** start of RECORDS PROVIDED **

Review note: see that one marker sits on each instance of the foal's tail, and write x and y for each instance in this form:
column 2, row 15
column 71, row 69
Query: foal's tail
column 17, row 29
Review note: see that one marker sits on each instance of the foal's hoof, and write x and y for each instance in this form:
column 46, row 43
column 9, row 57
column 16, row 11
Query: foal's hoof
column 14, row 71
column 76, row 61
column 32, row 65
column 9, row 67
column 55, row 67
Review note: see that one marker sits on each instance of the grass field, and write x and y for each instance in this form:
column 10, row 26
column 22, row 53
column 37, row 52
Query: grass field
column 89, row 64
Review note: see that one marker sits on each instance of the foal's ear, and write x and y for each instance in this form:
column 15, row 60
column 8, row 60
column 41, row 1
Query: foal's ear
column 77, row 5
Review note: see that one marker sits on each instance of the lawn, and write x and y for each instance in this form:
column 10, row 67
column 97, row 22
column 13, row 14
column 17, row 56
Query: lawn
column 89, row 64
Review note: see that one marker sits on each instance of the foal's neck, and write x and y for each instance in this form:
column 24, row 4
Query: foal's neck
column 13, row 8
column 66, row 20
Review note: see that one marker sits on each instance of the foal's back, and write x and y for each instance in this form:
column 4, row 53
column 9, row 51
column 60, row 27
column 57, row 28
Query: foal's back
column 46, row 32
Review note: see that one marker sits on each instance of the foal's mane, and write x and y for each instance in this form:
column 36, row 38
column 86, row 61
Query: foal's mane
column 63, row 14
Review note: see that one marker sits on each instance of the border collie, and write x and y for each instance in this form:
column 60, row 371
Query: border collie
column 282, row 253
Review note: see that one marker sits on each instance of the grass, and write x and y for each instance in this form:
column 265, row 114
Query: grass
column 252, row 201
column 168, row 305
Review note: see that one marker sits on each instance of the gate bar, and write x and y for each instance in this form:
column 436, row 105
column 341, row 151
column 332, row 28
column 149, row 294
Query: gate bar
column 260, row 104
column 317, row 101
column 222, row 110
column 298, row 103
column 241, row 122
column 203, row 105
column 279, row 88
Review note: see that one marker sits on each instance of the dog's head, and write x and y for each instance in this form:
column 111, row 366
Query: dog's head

** end of RECORDS PROVIDED **

__TASK INSTRUCTIONS__.
Can you retype the material from the line holding "foal's ear, and" through the line holding "column 66, row 20", inclusive, without changing anything?

__EXERCISE SOLUTION__.
Review note: see that one marker sits on each instance of the foal's ear, and write x and y for each instance in this form:
column 15, row 60
column 8, row 60
column 41, row 1
Query: foal's ear
column 77, row 5
Review note: see that one marker sits on each instance of the lawn, and write x and y for each instance in this form:
column 10, row 67
column 97, row 22
column 13, row 14
column 17, row 56
Query: lawn
column 89, row 64
Review note: see that one marker sits on each instance of the foal's neck, and write x and y for each instance in this form:
column 24, row 4
Query: foal's neck
column 13, row 8
column 66, row 20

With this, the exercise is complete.